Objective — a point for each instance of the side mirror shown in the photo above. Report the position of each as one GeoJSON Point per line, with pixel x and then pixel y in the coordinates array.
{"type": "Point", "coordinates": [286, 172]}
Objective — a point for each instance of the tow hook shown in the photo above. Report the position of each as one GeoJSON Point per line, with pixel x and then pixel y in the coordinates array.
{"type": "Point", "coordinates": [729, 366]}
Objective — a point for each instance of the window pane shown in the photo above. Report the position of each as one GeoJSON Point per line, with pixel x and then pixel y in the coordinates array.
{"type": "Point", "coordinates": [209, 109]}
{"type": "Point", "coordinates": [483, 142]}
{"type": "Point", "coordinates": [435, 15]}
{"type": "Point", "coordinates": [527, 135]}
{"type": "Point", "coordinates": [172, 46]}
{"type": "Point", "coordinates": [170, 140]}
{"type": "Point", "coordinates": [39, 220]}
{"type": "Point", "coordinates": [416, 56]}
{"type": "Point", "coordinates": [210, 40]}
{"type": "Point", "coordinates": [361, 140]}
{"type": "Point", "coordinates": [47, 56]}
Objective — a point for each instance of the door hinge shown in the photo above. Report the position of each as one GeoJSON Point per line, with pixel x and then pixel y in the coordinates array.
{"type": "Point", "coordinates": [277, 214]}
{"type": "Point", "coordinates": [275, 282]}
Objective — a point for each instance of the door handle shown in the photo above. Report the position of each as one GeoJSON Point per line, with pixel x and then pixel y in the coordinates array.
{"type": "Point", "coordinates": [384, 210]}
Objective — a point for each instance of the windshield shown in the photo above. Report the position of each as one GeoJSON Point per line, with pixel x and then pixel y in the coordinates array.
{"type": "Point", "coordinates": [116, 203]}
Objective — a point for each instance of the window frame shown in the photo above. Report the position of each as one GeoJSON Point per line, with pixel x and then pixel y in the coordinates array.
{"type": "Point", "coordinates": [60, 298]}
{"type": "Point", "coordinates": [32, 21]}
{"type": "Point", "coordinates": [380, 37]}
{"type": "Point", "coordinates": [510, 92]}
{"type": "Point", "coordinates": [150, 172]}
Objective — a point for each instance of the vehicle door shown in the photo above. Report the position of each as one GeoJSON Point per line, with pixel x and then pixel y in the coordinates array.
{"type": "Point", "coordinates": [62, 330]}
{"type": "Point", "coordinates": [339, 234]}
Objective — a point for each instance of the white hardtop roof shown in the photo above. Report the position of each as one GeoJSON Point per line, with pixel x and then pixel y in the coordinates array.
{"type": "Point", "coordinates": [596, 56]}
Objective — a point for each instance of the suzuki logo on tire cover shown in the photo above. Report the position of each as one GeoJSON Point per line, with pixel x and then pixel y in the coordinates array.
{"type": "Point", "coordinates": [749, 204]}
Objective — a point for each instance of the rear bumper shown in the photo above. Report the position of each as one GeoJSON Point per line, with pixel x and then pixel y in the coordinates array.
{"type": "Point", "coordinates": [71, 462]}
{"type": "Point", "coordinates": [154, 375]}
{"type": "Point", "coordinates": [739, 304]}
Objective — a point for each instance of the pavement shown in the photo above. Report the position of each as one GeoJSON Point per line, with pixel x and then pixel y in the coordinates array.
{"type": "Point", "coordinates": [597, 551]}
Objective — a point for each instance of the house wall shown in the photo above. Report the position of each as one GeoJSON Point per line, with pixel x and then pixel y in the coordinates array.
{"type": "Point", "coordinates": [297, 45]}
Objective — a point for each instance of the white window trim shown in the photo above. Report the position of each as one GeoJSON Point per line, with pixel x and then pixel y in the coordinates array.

▬▬▬▬▬▬▬▬▬▬

▶ SET TASK: Give back the lines of the listing from the one with "Objective — a point for each instance of the pavement" through the end, both included, exactly as written and with nothing added.

▶ REPLY TO THE TASK:
Objective — a point for each instance of the pavement shown in the photo above. Report the position of each as one GeoJSON Point per line, with pixel x and then pixel y in the coordinates array.
{"type": "Point", "coordinates": [597, 551]}
Objective — a point for each instance of the house wall shown in the photo above. Report the position of each as one GeoJSON Point per line, with pixel x and then pixel y in the coordinates array.
{"type": "Point", "coordinates": [297, 45]}
Objective — a point for each instance of the white window trim shown in the photo above. Report the position of each as one GeoJSON Point per line, with pixel x and then pixel y in the coordinates array.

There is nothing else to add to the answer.